What the task requires
Give the count of lines in the records below that contain "rough", with no other words.

Stored items

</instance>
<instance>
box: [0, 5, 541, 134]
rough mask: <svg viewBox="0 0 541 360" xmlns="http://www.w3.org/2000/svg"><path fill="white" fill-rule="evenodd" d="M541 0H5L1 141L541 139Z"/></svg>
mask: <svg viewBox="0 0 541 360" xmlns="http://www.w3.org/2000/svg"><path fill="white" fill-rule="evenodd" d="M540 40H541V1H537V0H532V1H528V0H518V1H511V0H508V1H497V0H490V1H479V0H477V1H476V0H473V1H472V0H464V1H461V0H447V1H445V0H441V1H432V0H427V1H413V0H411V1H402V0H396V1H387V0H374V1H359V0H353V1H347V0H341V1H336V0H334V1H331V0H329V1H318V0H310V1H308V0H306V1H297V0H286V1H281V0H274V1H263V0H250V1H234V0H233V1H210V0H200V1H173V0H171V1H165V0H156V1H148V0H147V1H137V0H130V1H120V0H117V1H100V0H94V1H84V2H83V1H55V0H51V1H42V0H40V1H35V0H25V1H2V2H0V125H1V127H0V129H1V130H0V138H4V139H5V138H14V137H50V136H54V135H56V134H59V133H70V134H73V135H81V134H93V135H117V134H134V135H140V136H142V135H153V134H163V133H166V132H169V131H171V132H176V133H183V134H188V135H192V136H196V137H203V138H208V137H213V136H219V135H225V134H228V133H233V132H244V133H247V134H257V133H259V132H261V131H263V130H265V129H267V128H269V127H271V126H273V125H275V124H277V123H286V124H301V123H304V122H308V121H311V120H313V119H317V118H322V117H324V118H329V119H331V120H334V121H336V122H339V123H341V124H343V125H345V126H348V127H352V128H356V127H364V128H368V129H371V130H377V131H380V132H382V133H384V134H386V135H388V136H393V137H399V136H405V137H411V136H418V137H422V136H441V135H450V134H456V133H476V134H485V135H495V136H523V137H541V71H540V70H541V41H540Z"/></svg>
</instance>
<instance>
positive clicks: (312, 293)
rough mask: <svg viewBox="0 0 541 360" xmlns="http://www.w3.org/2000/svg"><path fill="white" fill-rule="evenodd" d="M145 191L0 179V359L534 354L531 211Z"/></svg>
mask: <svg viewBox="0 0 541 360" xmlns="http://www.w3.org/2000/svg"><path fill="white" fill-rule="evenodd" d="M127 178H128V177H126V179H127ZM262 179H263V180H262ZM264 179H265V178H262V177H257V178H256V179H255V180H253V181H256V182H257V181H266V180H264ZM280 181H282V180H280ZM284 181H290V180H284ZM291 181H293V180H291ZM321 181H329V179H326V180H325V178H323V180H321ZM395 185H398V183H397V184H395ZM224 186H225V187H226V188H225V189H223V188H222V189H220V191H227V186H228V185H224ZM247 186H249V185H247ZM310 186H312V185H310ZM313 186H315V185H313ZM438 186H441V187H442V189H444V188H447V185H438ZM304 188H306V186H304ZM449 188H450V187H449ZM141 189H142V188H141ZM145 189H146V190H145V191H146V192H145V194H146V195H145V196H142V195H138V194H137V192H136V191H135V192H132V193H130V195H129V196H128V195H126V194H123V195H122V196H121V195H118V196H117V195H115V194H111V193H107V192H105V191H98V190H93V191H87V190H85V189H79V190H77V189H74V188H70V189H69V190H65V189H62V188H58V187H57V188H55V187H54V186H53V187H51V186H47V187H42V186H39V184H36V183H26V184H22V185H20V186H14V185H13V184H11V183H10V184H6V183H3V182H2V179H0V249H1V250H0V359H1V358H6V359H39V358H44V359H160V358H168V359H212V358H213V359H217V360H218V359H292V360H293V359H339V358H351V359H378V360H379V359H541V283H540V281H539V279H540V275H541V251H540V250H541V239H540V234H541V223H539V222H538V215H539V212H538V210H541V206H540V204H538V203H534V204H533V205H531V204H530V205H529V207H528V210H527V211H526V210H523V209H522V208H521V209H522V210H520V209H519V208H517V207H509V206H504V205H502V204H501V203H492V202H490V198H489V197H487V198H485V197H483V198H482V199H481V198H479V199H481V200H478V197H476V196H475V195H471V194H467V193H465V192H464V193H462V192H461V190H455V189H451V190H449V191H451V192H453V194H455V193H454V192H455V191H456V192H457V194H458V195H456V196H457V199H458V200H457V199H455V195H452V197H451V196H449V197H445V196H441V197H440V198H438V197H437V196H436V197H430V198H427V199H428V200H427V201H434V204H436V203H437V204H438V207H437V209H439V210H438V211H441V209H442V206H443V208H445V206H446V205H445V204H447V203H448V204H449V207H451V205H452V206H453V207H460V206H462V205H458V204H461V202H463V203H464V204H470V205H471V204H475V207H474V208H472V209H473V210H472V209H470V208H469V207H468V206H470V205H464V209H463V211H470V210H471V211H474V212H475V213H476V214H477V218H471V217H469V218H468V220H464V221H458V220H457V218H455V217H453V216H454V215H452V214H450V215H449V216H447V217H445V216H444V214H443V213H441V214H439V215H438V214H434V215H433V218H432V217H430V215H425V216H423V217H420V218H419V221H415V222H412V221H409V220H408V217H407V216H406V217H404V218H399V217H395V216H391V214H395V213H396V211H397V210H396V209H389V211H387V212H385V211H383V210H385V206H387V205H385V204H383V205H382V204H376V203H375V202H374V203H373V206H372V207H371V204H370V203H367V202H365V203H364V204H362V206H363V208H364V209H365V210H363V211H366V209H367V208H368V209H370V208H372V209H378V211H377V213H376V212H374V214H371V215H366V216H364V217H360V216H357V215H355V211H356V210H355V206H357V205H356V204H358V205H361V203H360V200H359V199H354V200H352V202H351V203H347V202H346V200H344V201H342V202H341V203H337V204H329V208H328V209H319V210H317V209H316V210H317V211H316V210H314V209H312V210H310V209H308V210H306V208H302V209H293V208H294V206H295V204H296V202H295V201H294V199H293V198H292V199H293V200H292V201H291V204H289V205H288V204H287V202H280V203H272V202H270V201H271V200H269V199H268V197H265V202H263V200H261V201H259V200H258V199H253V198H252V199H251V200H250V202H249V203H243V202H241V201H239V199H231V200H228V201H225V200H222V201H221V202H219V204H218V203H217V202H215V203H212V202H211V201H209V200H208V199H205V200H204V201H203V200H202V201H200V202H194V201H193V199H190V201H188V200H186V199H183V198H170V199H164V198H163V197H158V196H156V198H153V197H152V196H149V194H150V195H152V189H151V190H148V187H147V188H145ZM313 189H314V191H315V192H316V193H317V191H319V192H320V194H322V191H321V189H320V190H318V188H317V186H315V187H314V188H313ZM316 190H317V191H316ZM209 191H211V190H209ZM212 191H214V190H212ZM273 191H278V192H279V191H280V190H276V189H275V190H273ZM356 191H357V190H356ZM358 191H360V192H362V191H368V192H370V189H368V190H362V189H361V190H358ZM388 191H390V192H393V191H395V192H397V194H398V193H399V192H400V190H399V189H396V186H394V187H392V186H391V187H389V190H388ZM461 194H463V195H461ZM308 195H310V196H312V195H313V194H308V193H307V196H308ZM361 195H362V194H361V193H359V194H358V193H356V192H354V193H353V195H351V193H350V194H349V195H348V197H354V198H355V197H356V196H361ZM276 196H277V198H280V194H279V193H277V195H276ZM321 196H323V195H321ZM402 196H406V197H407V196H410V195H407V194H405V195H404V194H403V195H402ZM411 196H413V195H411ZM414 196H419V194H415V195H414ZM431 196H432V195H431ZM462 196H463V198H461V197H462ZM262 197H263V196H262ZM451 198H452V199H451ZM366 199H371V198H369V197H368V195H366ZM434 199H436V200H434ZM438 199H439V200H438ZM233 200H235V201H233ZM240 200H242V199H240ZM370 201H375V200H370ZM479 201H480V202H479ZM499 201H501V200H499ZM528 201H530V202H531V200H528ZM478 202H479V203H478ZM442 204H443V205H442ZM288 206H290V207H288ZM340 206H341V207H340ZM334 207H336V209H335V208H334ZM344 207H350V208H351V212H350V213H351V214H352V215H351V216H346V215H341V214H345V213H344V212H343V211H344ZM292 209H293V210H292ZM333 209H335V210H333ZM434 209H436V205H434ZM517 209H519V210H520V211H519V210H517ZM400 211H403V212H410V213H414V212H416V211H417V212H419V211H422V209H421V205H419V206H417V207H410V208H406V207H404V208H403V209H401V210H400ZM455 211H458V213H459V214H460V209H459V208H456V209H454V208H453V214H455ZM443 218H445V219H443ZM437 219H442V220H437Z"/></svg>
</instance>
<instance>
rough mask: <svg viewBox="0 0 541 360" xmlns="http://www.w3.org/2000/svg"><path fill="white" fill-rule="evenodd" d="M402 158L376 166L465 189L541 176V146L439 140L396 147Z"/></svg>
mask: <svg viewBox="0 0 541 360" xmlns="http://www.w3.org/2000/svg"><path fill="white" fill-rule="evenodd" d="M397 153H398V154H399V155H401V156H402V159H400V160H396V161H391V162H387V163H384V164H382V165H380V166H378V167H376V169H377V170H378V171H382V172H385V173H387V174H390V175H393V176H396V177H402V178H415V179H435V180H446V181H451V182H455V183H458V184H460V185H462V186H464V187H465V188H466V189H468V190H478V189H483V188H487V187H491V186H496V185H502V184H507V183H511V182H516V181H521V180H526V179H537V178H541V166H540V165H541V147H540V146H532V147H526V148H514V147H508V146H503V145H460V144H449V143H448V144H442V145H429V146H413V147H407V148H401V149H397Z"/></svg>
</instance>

Written solution
3